----- Material to process

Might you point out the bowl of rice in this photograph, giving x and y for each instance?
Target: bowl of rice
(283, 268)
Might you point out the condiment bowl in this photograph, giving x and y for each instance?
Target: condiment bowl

----------

* **What needs to be done**
Copy every line of the items above, requests included, and add 120 to each x and y coordinate in the answers.

* **Solution to the problem**
Might you point out the bowl of rice in this photograph, giving x and y for each instance?
Target: bowl of rice
(403, 388)
Might you point out the condiment bowl in this photograph, giving x and y for each instance?
Target: condiment bowl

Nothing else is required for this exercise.